*EXTRACT*
# # # # #
Title: 

APD 001958

Significant Decision

Date: 

September 25, 2000

Issues: 

SIBS-6th Quarter, SIBS-7th Quarter

Table of Contents

APD 001958

This appeal arises pursuant to the Texas Workers’ Compensation Act, TEX. LAB. CODE ANN. § 401.001 et seq. (1989 Act). A contested case hearing (CCH) was held on July 13, 2000. The disputed issues were:

1.Is Claimant [respondent] entitled to supplemental income benefits [SIBs] for the sixth quarter, January 20, 2000, through April 19, 2000?

2.Is Carrier [appellant] relieved of liability for [SIBs] because of Claimant’s failure to timely file an application for [SIBs] for the sixth quarter and, if so, for what period?

3.Is Claimant entitled to [SIBs] for the seventh quarter, April 20, 2000, through July 19, 2000?

With regard to those issues, the hearing officer determined that while the claimant was entitled to SIBs for the sixth quarter, the carrier was relieved of liability for SIBs (because the claimant failed to timely file his application) for the sixth quarter and that the claimant was not entitled to SIBs for the seventh quarter. The claimant’s nonentitlement to SIBs for the seventh quarter has not been appealed except for the finding on direct result.
# # # # #
*ENTRIES PROVIDED*

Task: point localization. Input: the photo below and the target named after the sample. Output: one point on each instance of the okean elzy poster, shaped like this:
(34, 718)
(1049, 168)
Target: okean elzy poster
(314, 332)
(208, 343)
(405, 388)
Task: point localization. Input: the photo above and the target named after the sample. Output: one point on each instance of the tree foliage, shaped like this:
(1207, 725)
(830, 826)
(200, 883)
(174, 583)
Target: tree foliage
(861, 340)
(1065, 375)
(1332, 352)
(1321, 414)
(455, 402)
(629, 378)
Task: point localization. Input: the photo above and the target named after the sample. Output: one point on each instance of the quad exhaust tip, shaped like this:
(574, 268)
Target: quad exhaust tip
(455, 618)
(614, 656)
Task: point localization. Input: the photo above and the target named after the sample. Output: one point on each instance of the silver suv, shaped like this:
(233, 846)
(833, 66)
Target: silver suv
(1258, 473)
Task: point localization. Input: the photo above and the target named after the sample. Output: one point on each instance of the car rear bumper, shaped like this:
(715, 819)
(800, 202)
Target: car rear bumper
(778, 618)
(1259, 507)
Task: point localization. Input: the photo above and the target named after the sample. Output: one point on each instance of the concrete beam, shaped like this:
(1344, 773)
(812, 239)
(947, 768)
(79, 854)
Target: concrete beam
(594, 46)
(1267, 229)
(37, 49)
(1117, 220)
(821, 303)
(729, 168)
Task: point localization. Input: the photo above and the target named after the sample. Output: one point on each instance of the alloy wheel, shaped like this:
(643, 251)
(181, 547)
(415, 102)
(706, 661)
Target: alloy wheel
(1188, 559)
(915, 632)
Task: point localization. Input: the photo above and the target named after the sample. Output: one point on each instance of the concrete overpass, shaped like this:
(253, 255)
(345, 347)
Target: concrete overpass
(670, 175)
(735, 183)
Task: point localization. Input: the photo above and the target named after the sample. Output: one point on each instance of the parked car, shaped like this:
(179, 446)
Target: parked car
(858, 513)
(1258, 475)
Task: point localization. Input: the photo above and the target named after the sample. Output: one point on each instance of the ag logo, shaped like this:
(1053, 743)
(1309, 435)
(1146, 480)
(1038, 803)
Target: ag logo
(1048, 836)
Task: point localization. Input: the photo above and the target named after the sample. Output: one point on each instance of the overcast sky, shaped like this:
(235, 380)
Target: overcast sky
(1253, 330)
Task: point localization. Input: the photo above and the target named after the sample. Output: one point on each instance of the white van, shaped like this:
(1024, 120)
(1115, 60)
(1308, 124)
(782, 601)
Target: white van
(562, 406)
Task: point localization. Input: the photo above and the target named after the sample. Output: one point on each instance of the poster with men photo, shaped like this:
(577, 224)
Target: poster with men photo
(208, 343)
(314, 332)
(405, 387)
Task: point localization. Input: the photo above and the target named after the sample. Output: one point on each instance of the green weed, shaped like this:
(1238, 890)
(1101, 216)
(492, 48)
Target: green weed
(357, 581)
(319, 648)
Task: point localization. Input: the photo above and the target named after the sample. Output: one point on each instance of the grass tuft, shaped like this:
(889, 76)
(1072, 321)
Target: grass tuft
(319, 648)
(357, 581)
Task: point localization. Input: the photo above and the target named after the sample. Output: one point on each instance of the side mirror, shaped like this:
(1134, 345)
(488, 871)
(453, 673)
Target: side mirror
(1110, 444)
# # # # #
*ASSIGNMENT*
Reproduce the workers' compensation appeal decision above from "2.Is Carrier [appellant]" to "July 19, 2000?", word for word.

*EXPECTED ANSWER*
2.Is Carrier [appellant] relieved of liability for [SIBs] because of Claimant’s failure to timely file an application for [SIBs] for the sixth quarter and, if so, for what period?

3.Is Claimant entitled to [SIBs] for the seventh quarter, April 20, 2000, through July 19, 2000?